Exercise directions.
Quote the Hippocrates text word for word, starting with "Notes for editors" and going on through "from New Zealand.".

---------- Page text ----------

The Hippocrates Initiative for Poetry and Medicine – winner of the 2011 Times Higher Education Award for Innovation and Excellence in the Arts – is an interdisciplinary venture that investigates the synergy between medicine, the arts and health.
Notes for editors
For more on the Hippocrates Prize contact +44 7494 450805  or email hippocrates.poetry@gmail.com 
2019 Hippocrates Judges
The 2019 Hippocrates Awards judging panel includes BBC journalist Kate Adie from the UK, US-Mexican poet and novelist Jennifer Clement, and past-president of the UK Royal College of Physicians Professor Dame Jane Dacre, for the International Open and International Health Professional categories; and, for the Hippocrates Young Poets Prize, poet and novelist Elizabeth Smither from New Zealand.

---------- Source material ----------

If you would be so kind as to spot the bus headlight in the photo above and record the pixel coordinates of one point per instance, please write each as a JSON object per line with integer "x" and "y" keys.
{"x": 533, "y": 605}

----------

Completed task.
Notes for editors
For more on the Hippocrates Prize contact +44 7494 450805  or email hippocrates.poetry@gmail.com 
2019 Hippocrates Judges
The 2019 Hippocrates Awards judging panel includes BBC journalist Kate Adie from the UK, US-Mexican poet and novelist Jennifer Clement, and past-president of the UK Royal College of Physicians Professor Dame Jane Dacre, for the International Open and International Health Professional categories; and, for the Hippocrates Young Poets Prize, poet and novelist Elizabeth Smither from New Zealand.